## YOUR TASK
The answer must repeat every record exactly, with no pictures in it.

## RECORDS SHOWN
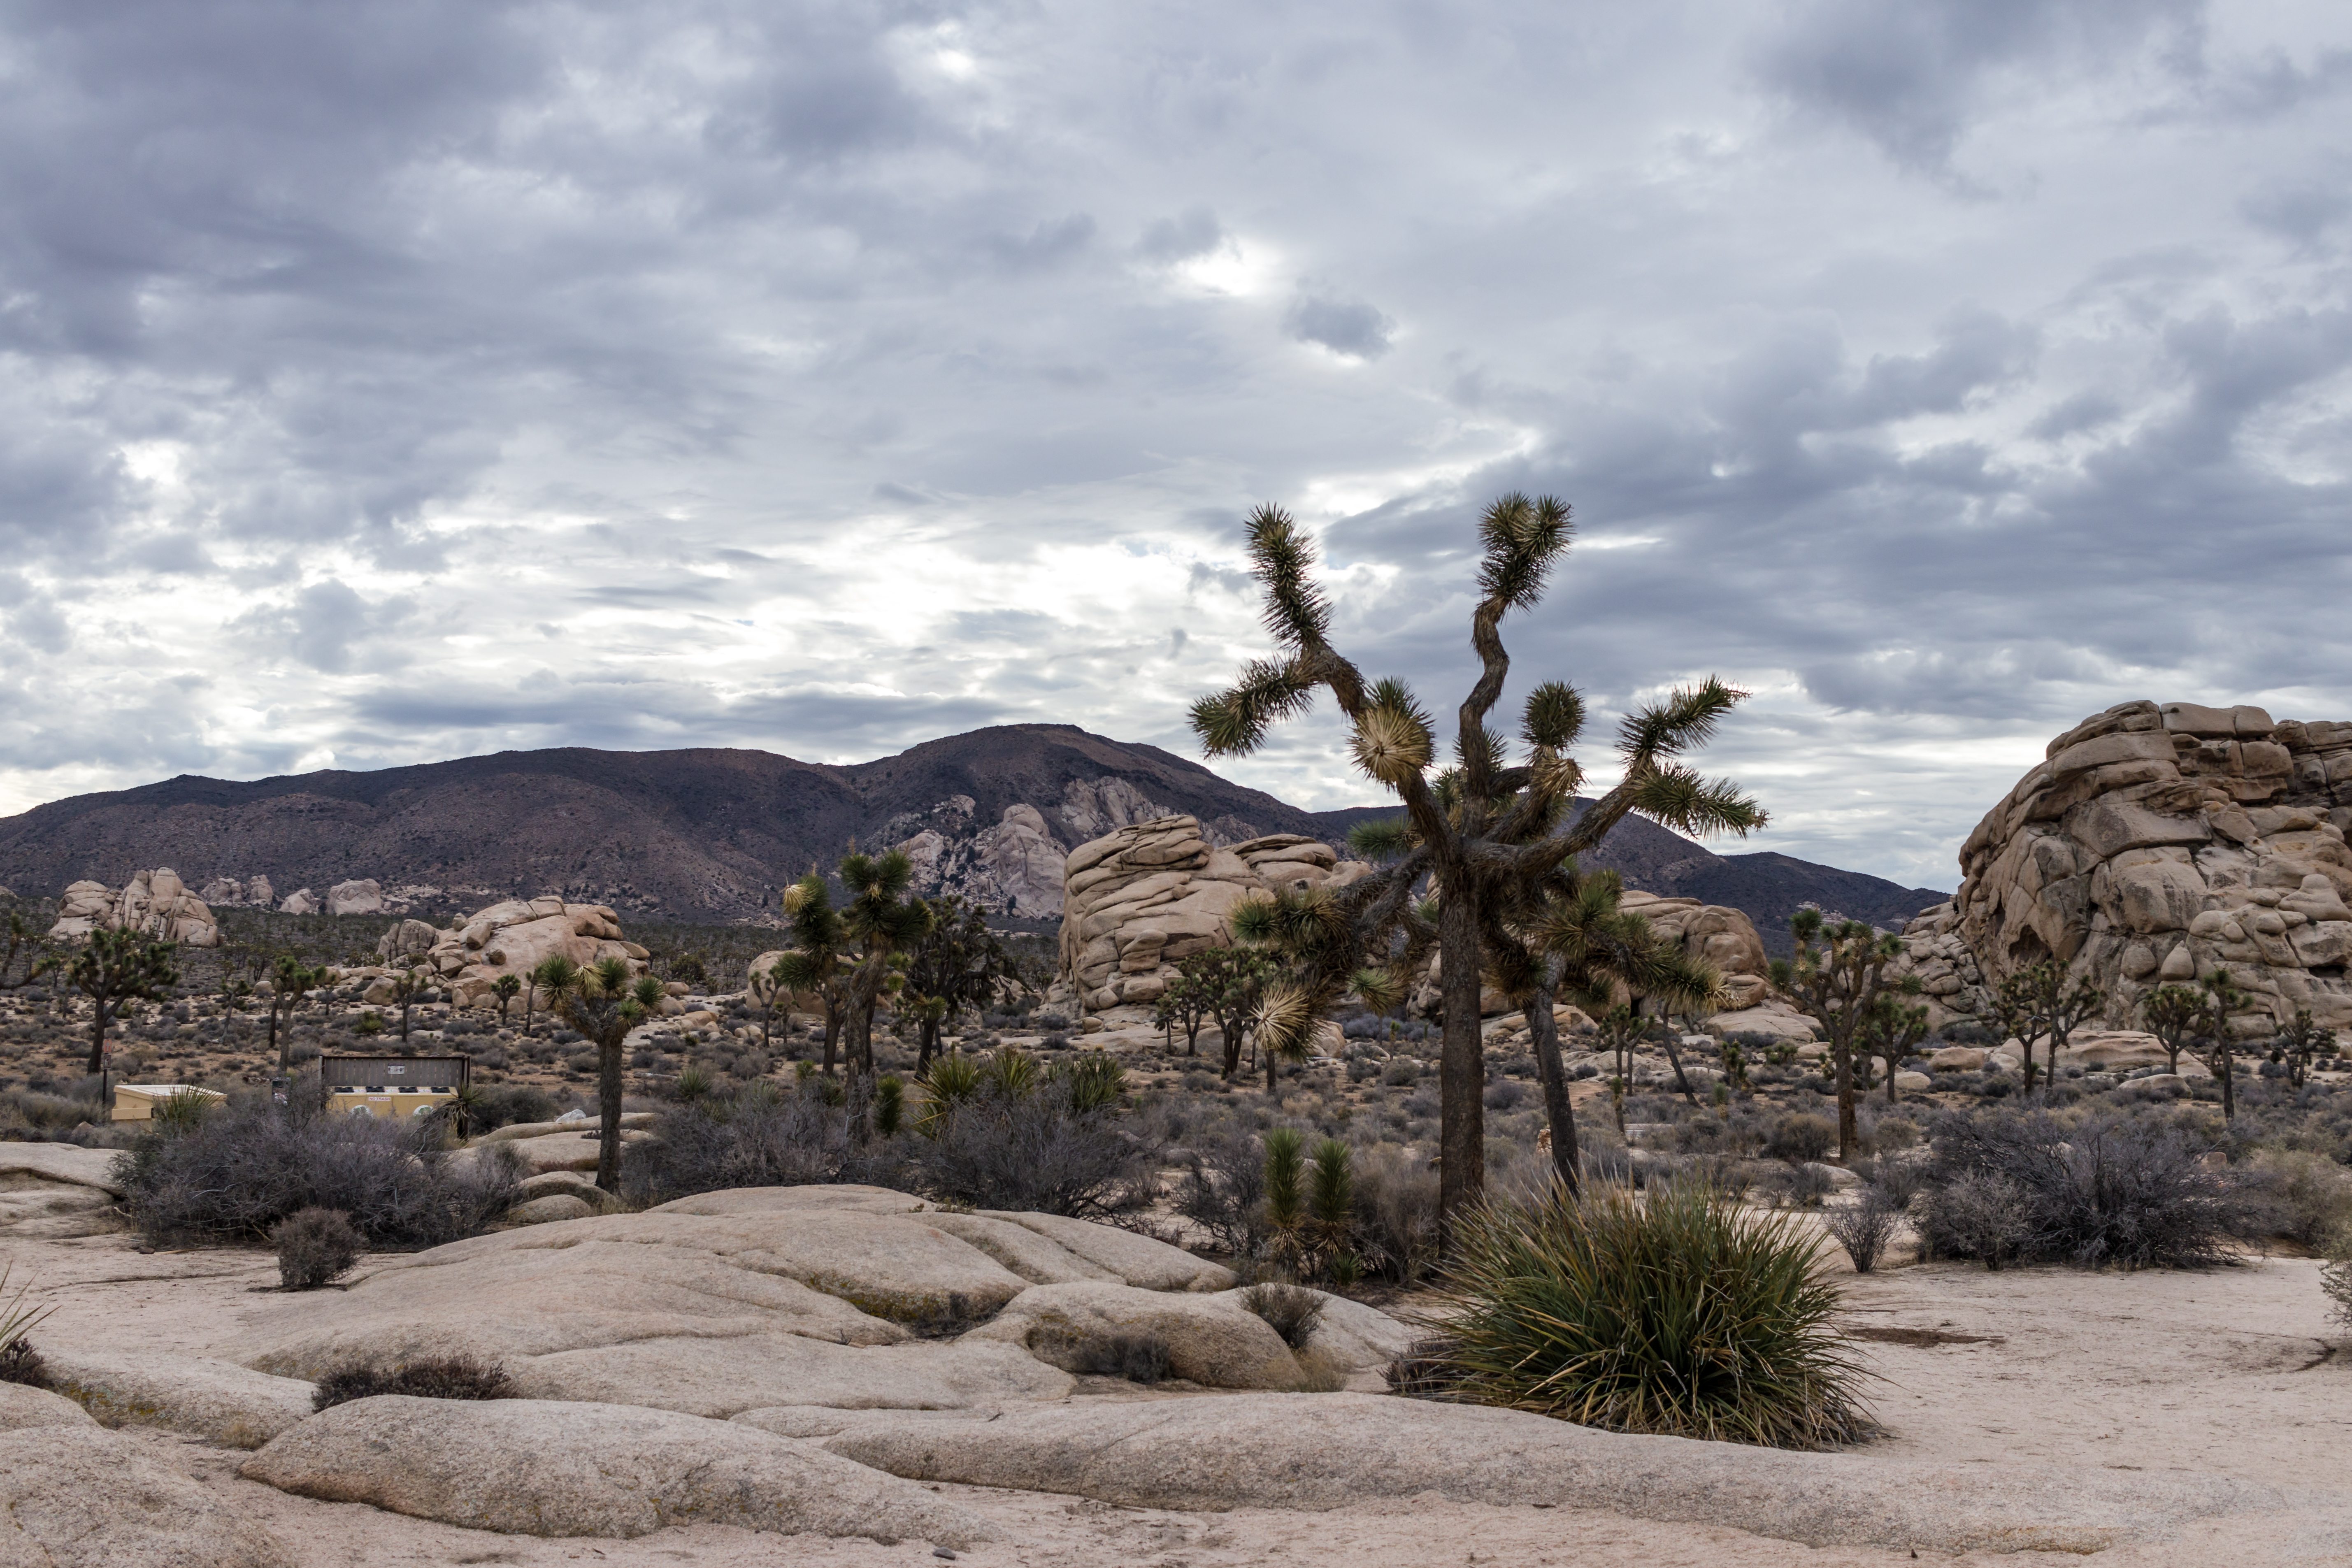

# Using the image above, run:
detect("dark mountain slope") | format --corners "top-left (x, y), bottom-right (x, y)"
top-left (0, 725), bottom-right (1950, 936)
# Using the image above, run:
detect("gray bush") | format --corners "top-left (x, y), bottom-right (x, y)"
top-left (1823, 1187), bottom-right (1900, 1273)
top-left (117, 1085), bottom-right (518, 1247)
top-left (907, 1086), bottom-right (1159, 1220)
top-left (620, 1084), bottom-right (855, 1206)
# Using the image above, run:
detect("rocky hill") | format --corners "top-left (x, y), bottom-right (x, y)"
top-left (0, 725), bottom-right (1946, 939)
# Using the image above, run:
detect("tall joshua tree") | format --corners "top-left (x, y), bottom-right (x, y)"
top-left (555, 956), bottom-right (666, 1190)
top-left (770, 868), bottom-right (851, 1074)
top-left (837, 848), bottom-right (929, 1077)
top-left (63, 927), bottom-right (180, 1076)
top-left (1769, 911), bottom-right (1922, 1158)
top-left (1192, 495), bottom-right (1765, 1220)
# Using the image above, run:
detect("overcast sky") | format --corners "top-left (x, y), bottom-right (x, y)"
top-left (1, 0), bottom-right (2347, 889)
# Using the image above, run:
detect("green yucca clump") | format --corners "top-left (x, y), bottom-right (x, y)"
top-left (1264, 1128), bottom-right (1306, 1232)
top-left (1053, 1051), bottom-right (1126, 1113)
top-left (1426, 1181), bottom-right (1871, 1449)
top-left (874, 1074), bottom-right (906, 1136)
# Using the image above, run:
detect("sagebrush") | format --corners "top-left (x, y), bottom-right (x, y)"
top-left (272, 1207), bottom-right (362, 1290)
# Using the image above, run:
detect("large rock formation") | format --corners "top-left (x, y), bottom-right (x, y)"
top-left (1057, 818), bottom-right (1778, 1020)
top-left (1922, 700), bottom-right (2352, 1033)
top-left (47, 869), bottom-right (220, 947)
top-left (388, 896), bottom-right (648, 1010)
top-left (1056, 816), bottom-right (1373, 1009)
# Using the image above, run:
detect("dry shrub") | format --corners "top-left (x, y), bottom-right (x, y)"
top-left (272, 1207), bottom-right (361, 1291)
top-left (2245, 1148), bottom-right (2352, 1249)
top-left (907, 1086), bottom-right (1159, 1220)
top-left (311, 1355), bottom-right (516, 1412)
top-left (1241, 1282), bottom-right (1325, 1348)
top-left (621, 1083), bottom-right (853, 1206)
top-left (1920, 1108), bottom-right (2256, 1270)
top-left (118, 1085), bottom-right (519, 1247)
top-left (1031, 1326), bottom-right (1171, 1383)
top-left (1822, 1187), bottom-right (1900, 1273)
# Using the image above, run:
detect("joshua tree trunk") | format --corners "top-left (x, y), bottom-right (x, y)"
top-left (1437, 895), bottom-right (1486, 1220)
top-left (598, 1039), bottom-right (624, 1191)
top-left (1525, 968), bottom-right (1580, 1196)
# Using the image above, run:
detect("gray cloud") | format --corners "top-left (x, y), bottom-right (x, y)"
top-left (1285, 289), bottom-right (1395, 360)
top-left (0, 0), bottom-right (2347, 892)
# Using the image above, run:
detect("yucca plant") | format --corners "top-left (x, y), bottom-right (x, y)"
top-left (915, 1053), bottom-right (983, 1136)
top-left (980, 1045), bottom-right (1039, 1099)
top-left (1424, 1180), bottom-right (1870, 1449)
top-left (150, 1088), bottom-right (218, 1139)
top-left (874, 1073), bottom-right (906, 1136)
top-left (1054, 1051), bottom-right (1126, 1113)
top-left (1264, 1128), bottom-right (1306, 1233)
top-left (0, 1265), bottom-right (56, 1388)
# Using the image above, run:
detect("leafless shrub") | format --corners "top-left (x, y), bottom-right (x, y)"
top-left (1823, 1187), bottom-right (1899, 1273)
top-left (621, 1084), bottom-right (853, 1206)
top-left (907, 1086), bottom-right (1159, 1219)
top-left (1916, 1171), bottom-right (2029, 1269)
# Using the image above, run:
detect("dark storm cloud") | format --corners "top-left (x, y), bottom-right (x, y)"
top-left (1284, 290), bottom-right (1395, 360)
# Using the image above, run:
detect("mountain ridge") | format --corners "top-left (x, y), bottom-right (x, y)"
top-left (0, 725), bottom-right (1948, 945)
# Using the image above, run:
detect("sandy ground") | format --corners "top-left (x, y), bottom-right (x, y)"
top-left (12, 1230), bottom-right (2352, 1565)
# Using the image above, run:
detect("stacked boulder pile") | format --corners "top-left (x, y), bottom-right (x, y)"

## COMPLETED EXERCISE
# Using the image above, run:
detect("dark mountain slope") | format --corners "top-left (x, y), bottom-right (x, y)"
top-left (0, 725), bottom-right (1950, 936)
# Using the image above, run:
detect("gray bush") | format --corners "top-left (x, y), bottom-right (x, y)"
top-left (1823, 1187), bottom-right (1900, 1273)
top-left (117, 1085), bottom-right (518, 1247)
top-left (907, 1086), bottom-right (1159, 1220)
top-left (620, 1084), bottom-right (855, 1206)
# Using the image above, run:
detect("rocky hill") | format --corners "top-left (x, y), bottom-right (x, y)"
top-left (0, 725), bottom-right (1946, 939)
# Using the image above, run:
detect("tall joshua tree") | format --corners "top-left (x, y), bottom-right (x, y)"
top-left (555, 956), bottom-right (666, 1190)
top-left (770, 868), bottom-right (851, 1074)
top-left (837, 848), bottom-right (929, 1077)
top-left (63, 927), bottom-right (180, 1076)
top-left (1769, 911), bottom-right (1922, 1158)
top-left (1192, 495), bottom-right (1765, 1220)
# Using the image above, run:
detect("overcast sky") | format --corners "top-left (x, y), bottom-right (x, y)"
top-left (1, 0), bottom-right (2347, 889)
# Using the image above, run:
detect("green yucca clump") | format --corners "top-left (x, y), bottom-right (x, y)"
top-left (1264, 1128), bottom-right (1306, 1232)
top-left (1053, 1051), bottom-right (1126, 1113)
top-left (1426, 1181), bottom-right (1871, 1449)
top-left (874, 1074), bottom-right (906, 1136)
# Using the image above, run:
detect("sagebrush") | format --corners "top-left (x, y), bottom-right (x, y)"
top-left (272, 1207), bottom-right (362, 1290)
# Using the image above, run:
detect("large rock formation") | format --corners "top-left (x, y), bottom-right (x, y)"
top-left (1057, 818), bottom-right (1778, 1020)
top-left (1922, 700), bottom-right (2352, 1033)
top-left (47, 869), bottom-right (220, 947)
top-left (388, 896), bottom-right (648, 1010)
top-left (1056, 816), bottom-right (1373, 1009)
# Using the image above, run:
detect("dry shrub") | format --corners "top-left (x, y), bottom-right (x, y)"
top-left (272, 1207), bottom-right (361, 1291)
top-left (2245, 1148), bottom-right (2352, 1249)
top-left (907, 1086), bottom-right (1159, 1220)
top-left (311, 1355), bottom-right (516, 1412)
top-left (1241, 1282), bottom-right (1325, 1348)
top-left (621, 1083), bottom-right (853, 1206)
top-left (1920, 1108), bottom-right (2256, 1270)
top-left (118, 1085), bottom-right (519, 1247)
top-left (1031, 1326), bottom-right (1171, 1383)
top-left (1822, 1187), bottom-right (1900, 1273)
# Using the image above, run:
detect("joshua tree trunk") | format --corners "top-left (x, y), bottom-right (x, y)"
top-left (1437, 895), bottom-right (1486, 1220)
top-left (598, 1039), bottom-right (624, 1191)
top-left (1525, 968), bottom-right (1580, 1196)
# Using the image above, run:
detect("gray cloud") | format --corners "top-left (x, y), bottom-right (x, y)"
top-left (1285, 289), bottom-right (1395, 360)
top-left (0, 0), bottom-right (2347, 892)
# Using the image above, run:
detect("yucca plant") | format --corners "top-left (x, y), bottom-right (x, y)"
top-left (915, 1053), bottom-right (983, 1136)
top-left (980, 1045), bottom-right (1039, 1099)
top-left (1424, 1180), bottom-right (1870, 1449)
top-left (150, 1088), bottom-right (218, 1139)
top-left (874, 1073), bottom-right (906, 1136)
top-left (1054, 1051), bottom-right (1126, 1113)
top-left (1264, 1128), bottom-right (1306, 1233)
top-left (0, 1265), bottom-right (56, 1388)
# Using the image above, run:
detect("leafless shrub") | format --corners "top-left (x, y), bottom-right (x, y)"
top-left (1823, 1187), bottom-right (1899, 1273)
top-left (621, 1084), bottom-right (853, 1206)
top-left (907, 1086), bottom-right (1159, 1219)
top-left (1916, 1171), bottom-right (2029, 1269)
# Using the image above, run:
detect("dark storm cloud") | format --corners "top-left (x, y), bottom-right (x, y)"
top-left (1284, 290), bottom-right (1395, 360)
# Using the image above, run:
detect("mountain ridge") | format --corners "top-left (x, y), bottom-right (x, y)"
top-left (0, 725), bottom-right (1948, 945)
# Using the image above, run:
detect("sandy ground") | format --corners "top-left (x, y), bottom-right (x, y)"
top-left (12, 1230), bottom-right (2352, 1565)
# Using the image above, run:
detect("stacked boulder pile") | format --corners "top-left (x, y), bottom-right (x, y)"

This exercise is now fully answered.